§ Dataset rows:
:::::

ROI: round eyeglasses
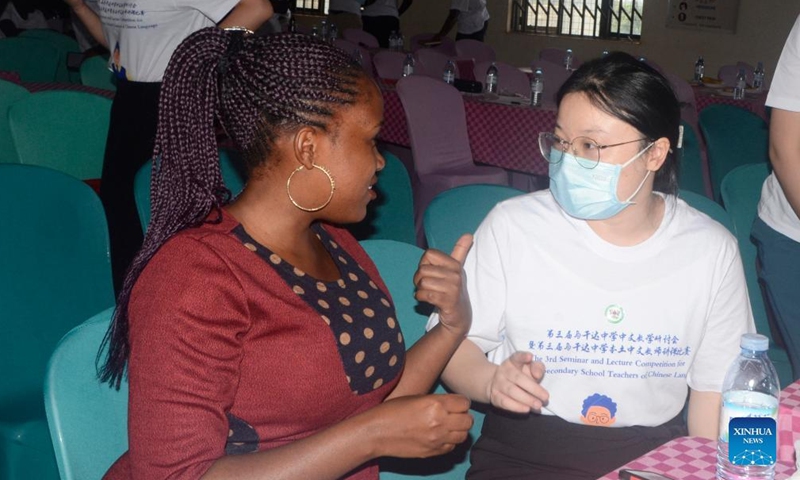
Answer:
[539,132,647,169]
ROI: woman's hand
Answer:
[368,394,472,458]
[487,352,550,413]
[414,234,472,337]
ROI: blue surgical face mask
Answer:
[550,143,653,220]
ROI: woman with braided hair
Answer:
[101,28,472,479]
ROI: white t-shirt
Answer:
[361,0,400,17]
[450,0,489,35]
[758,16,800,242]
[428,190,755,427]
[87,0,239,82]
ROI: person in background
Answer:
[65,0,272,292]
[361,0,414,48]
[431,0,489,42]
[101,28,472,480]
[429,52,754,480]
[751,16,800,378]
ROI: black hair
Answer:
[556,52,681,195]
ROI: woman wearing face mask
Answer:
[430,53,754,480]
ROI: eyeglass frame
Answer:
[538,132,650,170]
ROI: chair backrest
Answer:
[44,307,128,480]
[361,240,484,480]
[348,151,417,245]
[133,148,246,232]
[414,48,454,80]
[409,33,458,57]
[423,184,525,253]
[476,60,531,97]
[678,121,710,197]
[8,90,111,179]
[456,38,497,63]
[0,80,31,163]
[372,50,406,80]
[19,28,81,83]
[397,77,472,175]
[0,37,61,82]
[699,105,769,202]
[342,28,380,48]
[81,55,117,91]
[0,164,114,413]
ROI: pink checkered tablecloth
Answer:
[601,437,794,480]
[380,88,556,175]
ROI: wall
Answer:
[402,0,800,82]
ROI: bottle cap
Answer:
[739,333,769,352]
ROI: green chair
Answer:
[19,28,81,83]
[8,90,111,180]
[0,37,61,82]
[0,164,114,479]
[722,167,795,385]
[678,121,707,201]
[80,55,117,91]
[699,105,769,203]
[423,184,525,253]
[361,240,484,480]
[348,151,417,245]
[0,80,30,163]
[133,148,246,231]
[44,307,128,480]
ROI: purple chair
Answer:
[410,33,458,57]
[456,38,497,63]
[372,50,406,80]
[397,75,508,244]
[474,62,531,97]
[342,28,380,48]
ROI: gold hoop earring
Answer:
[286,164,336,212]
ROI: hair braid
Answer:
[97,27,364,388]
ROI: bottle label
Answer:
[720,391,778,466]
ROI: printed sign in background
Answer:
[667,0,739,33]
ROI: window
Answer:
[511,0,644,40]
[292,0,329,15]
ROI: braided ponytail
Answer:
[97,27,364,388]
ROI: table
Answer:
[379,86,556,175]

:::::

§ Requirements: Rewrite the data above as a numbered list, starting with the line that contains "ROI: hair braid" and going on through the final line of the data. Leave out any blank lines.

§ Output for this task:
1. ROI: hair braid
2. Answer:
3. [97,27,364,388]
4. ROI: bottle label
5. Answer:
6. [720,391,778,466]
7. ROI: printed sign in background
8. Answer:
9. [667,0,739,33]
10. ROI: window
11. Answer:
12. [511,0,644,40]
13. [292,0,329,15]
14. ROI: braided ponytail
15. Answer:
16. [97,27,364,388]
17. ROI: table
18. Answer:
19. [379,86,556,175]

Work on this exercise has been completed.